Although the entries contain pictures, only their text goes into the copy, set down exactly.

(INFORMATION PROVIDED)

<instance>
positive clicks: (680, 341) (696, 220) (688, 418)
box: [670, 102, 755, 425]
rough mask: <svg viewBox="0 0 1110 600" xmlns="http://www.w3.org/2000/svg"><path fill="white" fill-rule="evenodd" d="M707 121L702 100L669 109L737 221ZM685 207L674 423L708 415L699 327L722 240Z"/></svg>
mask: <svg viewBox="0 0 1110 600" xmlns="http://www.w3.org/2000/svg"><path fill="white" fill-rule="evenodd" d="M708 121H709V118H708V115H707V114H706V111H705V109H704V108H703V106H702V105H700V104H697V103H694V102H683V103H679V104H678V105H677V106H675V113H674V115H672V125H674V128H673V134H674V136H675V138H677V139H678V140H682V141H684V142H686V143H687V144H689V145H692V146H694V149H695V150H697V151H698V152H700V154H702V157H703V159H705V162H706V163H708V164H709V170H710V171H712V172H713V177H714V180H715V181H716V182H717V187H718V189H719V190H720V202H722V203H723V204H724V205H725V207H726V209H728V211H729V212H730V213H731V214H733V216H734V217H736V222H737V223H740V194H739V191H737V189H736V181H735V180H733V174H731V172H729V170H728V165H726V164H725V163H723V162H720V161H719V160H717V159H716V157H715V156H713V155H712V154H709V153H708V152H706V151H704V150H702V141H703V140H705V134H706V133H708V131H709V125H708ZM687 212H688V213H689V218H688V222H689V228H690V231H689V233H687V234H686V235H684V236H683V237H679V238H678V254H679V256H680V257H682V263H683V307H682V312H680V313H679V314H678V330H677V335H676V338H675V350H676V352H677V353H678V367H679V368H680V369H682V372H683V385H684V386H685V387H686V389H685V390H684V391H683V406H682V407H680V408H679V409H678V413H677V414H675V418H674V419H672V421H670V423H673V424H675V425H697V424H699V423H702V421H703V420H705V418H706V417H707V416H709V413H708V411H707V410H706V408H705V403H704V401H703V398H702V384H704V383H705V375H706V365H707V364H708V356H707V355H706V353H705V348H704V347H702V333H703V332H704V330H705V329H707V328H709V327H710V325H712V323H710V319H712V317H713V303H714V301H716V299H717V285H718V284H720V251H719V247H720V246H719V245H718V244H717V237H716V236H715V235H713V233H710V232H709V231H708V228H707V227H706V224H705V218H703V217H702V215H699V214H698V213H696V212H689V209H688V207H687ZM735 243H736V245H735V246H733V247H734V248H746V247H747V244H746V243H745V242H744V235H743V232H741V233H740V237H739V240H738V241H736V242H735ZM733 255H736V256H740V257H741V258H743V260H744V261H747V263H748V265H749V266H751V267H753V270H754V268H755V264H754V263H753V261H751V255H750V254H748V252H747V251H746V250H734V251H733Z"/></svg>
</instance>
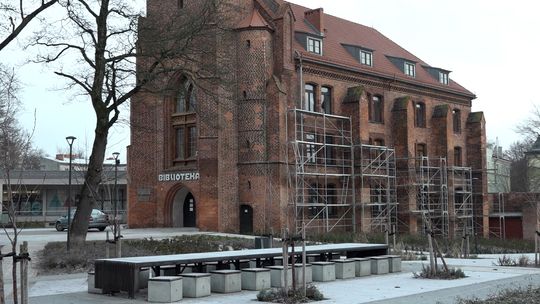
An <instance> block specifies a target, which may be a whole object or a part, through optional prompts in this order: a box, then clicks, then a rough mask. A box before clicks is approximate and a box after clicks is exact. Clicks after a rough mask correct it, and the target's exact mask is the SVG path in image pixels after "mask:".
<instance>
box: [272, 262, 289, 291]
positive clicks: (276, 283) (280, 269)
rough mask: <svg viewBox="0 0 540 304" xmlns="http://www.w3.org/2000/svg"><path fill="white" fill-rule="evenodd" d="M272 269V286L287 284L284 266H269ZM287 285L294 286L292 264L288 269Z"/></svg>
mask: <svg viewBox="0 0 540 304" xmlns="http://www.w3.org/2000/svg"><path fill="white" fill-rule="evenodd" d="M266 268H268V269H270V286H272V287H278V288H279V287H283V286H284V285H285V272H284V271H283V266H268V267H266ZM287 285H288V286H292V271H291V266H290V265H289V267H288V269H287Z"/></svg>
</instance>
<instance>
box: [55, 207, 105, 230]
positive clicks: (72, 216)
mask: <svg viewBox="0 0 540 304" xmlns="http://www.w3.org/2000/svg"><path fill="white" fill-rule="evenodd" d="M74 216H75V211H71V221H72V222H73V217H74ZM88 220H89V221H90V222H89V223H88V229H90V228H97V229H99V231H103V230H105V228H107V226H109V216H108V215H107V213H105V212H103V211H101V210H98V209H92V214H91V215H90V218H89V219H88ZM54 227H55V228H56V230H57V231H64V229H66V228H67V215H64V216H61V217H60V218H59V219H57V220H56V224H55V225H54Z"/></svg>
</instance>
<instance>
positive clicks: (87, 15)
mask: <svg viewBox="0 0 540 304" xmlns="http://www.w3.org/2000/svg"><path fill="white" fill-rule="evenodd" d="M152 2H154V4H153V5H168V6H172V3H177V2H176V1H163V2H160V3H158V2H157V1H152ZM59 3H60V5H61V6H62V7H63V8H64V9H65V10H66V12H67V13H66V15H67V18H66V19H64V20H62V21H61V22H60V23H59V26H58V27H54V26H50V27H48V28H46V29H44V30H43V31H42V32H41V33H39V34H38V36H37V37H36V40H35V44H36V45H38V46H41V47H45V50H46V54H45V55H42V56H40V57H39V58H38V60H39V61H41V62H46V63H51V64H52V63H60V64H62V63H63V64H64V65H63V66H62V65H59V66H58V70H57V71H56V72H55V73H56V74H57V75H59V76H61V77H63V78H65V79H66V80H67V82H68V87H69V88H71V89H77V90H78V92H79V93H80V95H81V98H83V99H84V100H86V102H89V103H90V104H91V105H92V108H93V110H94V115H95V119H96V122H95V134H94V141H93V145H92V151H91V154H90V159H89V162H88V171H87V172H86V175H85V183H84V185H83V187H82V190H81V192H80V198H81V199H80V201H79V204H78V206H77V211H76V213H75V217H74V220H73V222H72V225H71V229H70V238H71V240H72V242H74V243H81V242H84V241H85V239H86V233H87V228H88V221H87V219H88V217H89V216H90V213H91V210H92V207H93V204H94V203H95V202H94V200H93V199H92V197H93V195H92V191H93V190H92V189H97V188H98V186H99V184H100V183H101V182H102V176H103V174H102V170H103V161H104V159H105V150H106V147H107V138H108V135H109V130H110V129H111V128H112V127H113V126H114V125H115V124H116V123H117V122H118V119H119V115H120V110H121V107H122V106H123V105H124V104H126V103H127V102H128V101H129V100H130V98H131V97H132V96H134V95H135V94H137V93H139V92H141V91H144V90H161V89H162V87H163V86H162V83H161V82H159V81H157V80H156V79H160V78H166V77H167V76H170V75H171V74H173V73H177V72H182V73H184V74H187V75H190V76H192V77H193V78H197V77H199V76H200V75H204V77H207V78H211V77H213V73H212V71H210V70H205V69H204V68H202V66H204V65H202V64H201V62H203V61H204V60H203V59H204V55H205V52H206V50H205V48H204V44H202V43H200V42H201V40H204V39H207V38H208V37H210V36H211V35H212V34H214V35H215V31H216V30H219V29H218V25H220V24H221V23H220V22H219V21H217V20H216V19H217V18H218V16H219V15H220V14H218V13H217V12H218V11H219V10H220V9H222V8H220V1H217V0H201V1H192V2H190V4H189V5H187V7H186V8H184V9H181V10H180V9H178V10H172V11H171V14H170V15H168V16H163V18H153V19H152V20H158V21H156V22H150V21H149V20H147V19H146V18H143V17H140V15H139V13H138V12H137V11H136V10H135V8H134V7H132V6H131V3H132V2H131V1H124V0H102V1H90V0H70V1H66V0H61V1H60V2H59ZM171 9H172V8H171ZM140 37H144V39H141V40H144V43H140V44H139V43H138V38H140ZM73 58H75V61H69V60H70V59H73ZM67 62H70V63H69V64H68V63H67ZM195 66H196V67H197V69H195V68H193V67H195Z"/></svg>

(End INFORMATION PROVIDED)

» EXERCISE SOLUTION:
<instance>
positive clicks: (680, 341) (696, 220) (688, 418)
box: [670, 102, 755, 425]
rough mask: <svg viewBox="0 0 1110 600" xmlns="http://www.w3.org/2000/svg"><path fill="white" fill-rule="evenodd" d="M707 121L702 100L669 109L737 221ZM685 207L674 423L708 415L699 327L722 240Z"/></svg>
mask: <svg viewBox="0 0 1110 600" xmlns="http://www.w3.org/2000/svg"><path fill="white" fill-rule="evenodd" d="M708 121H709V118H708V115H707V114H706V111H705V109H704V108H703V106H702V105H700V104H697V103H694V102H683V103H679V104H678V105H677V106H675V113H674V115H672V125H674V128H673V134H674V136H675V138H677V139H678V140H682V141H684V142H686V143H687V144H689V145H692V146H694V149H695V150H697V151H698V152H700V154H702V157H703V159H705V162H706V163H708V164H709V170H710V171H712V172H713V177H714V180H715V181H716V182H717V187H718V189H719V190H720V202H722V203H723V204H724V205H725V207H726V209H728V211H729V212H730V213H731V214H733V216H734V217H736V222H737V223H740V194H739V191H737V189H736V181H735V180H733V174H731V172H729V170H728V165H726V164H725V163H723V162H720V161H719V160H717V159H716V157H715V156H713V155H712V154H709V153H708V152H706V151H704V150H702V141H703V140H705V134H706V133H708V131H709V125H708ZM687 212H688V213H689V218H688V222H689V228H690V231H689V233H687V234H686V235H684V236H683V237H679V238H678V254H679V256H680V257H682V263H683V307H682V312H680V313H679V314H678V330H677V335H676V338H675V350H676V352H677V353H678V367H679V368H680V369H682V372H683V385H684V386H685V387H686V389H685V390H684V391H683V406H682V407H680V408H679V409H678V413H677V414H675V418H674V419H672V421H670V423H673V424H675V425H697V424H699V423H702V421H703V420H705V418H706V417H707V416H709V413H708V411H707V410H706V408H705V403H704V401H703V398H702V384H704V383H705V375H706V365H707V364H708V356H707V355H706V353H705V348H704V347H702V333H703V332H704V330H705V329H707V328H709V327H710V325H712V323H710V319H712V317H713V303H714V301H716V299H717V285H718V284H720V251H719V247H720V246H719V245H718V244H717V237H716V236H715V235H713V233H710V232H709V231H708V228H707V227H706V224H705V218H703V217H702V215H699V214H698V213H696V212H689V209H688V207H687ZM735 243H736V245H735V246H733V247H734V248H746V247H747V244H746V243H745V242H744V235H743V232H741V233H740V237H739V240H738V241H736V242H735ZM733 255H736V256H740V257H741V258H743V260H744V261H747V263H748V265H749V266H751V267H753V270H754V268H755V264H754V263H753V261H751V255H750V254H748V252H747V251H746V250H734V251H733Z"/></svg>
</instance>
An <instance> block specifies a target, which may be a whole object or a part, through optional prompts in this order: a box, then clicks, then a rough mask. A box before clicks is approximate and a box after clicks is exact. Clicks after a rough mask correct it, and the target's exact mask is the SVG path in image pixels after "mask:".
<instance>
box: [272, 262, 289, 291]
positive clicks: (276, 283) (280, 269)
rough mask: <svg viewBox="0 0 540 304" xmlns="http://www.w3.org/2000/svg"><path fill="white" fill-rule="evenodd" d="M272 269V286L287 284L284 266H269ZM287 285L294 286L292 264L288 269Z"/></svg>
mask: <svg viewBox="0 0 540 304" xmlns="http://www.w3.org/2000/svg"><path fill="white" fill-rule="evenodd" d="M266 268H268V269H270V286H272V287H278V288H279V287H283V286H284V285H285V272H284V271H283V266H268V267H266ZM287 285H288V286H292V271H291V266H290V265H289V267H288V269H287Z"/></svg>
</instance>
<instance>
box: [55, 207, 105, 230]
positive clicks: (72, 216)
mask: <svg viewBox="0 0 540 304" xmlns="http://www.w3.org/2000/svg"><path fill="white" fill-rule="evenodd" d="M74 216H75V211H71V221H72V222H73V217H74ZM88 220H89V221H90V222H89V223H88V229H90V228H97V229H99V231H103V230H105V228H107V226H109V216H108V215H107V213H105V212H103V211H101V210H98V209H92V214H91V215H90V218H89V219H88ZM54 227H55V228H56V230H57V231H64V229H66V228H67V215H64V216H61V217H60V218H59V219H57V220H56V224H55V225H54Z"/></svg>
</instance>
<instance>
positive clicks: (87, 15)
mask: <svg viewBox="0 0 540 304" xmlns="http://www.w3.org/2000/svg"><path fill="white" fill-rule="evenodd" d="M152 2H154V4H153V5H168V6H172V3H177V2H176V1H163V2H160V3H158V2H157V1H152ZM59 3H60V5H61V6H62V7H63V8H64V9H65V10H66V12H67V13H66V15H67V18H66V19H64V20H62V21H61V22H60V23H59V26H58V27H54V26H50V27H48V28H46V29H44V30H43V31H42V32H41V33H39V34H38V36H37V37H36V40H35V44H36V45H38V46H41V47H45V50H46V54H45V55H42V56H40V57H39V58H38V60H39V61H41V62H46V63H51V64H52V63H60V64H62V63H63V64H64V65H63V66H62V65H59V66H58V70H57V71H56V72H55V73H56V74H57V75H59V76H61V77H63V78H65V79H66V80H67V82H68V87H69V88H71V89H77V90H78V92H79V93H80V95H81V98H83V99H84V100H86V102H89V103H90V104H91V105H92V108H93V110H94V115H95V119H96V122H95V134H94V141H93V145H92V151H91V154H90V159H89V162H88V171H87V172H86V175H85V183H84V185H83V187H82V190H81V192H80V198H81V199H80V201H79V204H78V206H77V211H76V213H75V217H74V220H73V222H72V225H71V229H70V238H71V240H72V242H74V243H81V242H84V241H85V239H86V233H87V228H88V221H87V219H88V217H89V216H90V213H91V210H92V207H93V204H94V203H95V202H94V200H93V199H92V197H93V195H92V191H93V190H92V189H97V188H98V186H99V184H100V183H101V182H102V176H103V174H102V170H103V161H104V159H105V150H106V147H107V138H108V135H109V130H110V129H111V128H112V127H113V126H114V125H115V124H116V123H117V122H118V119H119V115H120V110H121V107H122V106H123V105H124V104H126V103H127V102H128V101H129V100H130V98H131V97H132V96H134V95H135V94H137V93H139V92H141V91H144V90H161V89H162V87H163V86H162V83H161V82H159V81H157V80H156V79H160V78H166V77H167V76H170V75H171V74H173V73H177V72H182V73H184V74H187V75H190V76H192V77H193V78H197V77H199V76H200V75H204V77H207V78H211V77H213V73H212V71H210V70H205V69H204V68H202V66H204V65H202V64H201V62H203V61H204V60H203V59H204V55H205V52H206V50H205V48H204V44H202V43H200V42H201V40H204V39H207V38H208V37H210V36H211V35H212V34H214V35H215V31H216V30H219V29H218V25H220V24H221V23H220V22H219V21H217V20H216V19H217V18H218V16H219V15H220V14H218V13H217V12H218V11H219V10H220V9H222V8H220V1H217V0H201V1H192V2H190V4H189V5H187V7H186V8H184V9H181V10H180V9H178V10H172V11H171V14H170V15H168V16H163V18H153V19H152V20H158V21H156V22H150V21H149V20H147V19H146V18H143V17H140V15H139V13H138V12H137V11H136V10H135V8H134V7H132V6H131V3H132V2H131V1H124V0H102V1H90V0H70V1H66V0H61V1H60V2H59ZM171 9H172V8H171ZM140 37H144V39H141V40H144V43H140V44H139V43H138V38H140ZM73 58H75V61H69V60H70V59H73ZM67 62H70V63H69V64H68V63H67ZM195 66H196V67H197V69H195V68H193V67H195Z"/></svg>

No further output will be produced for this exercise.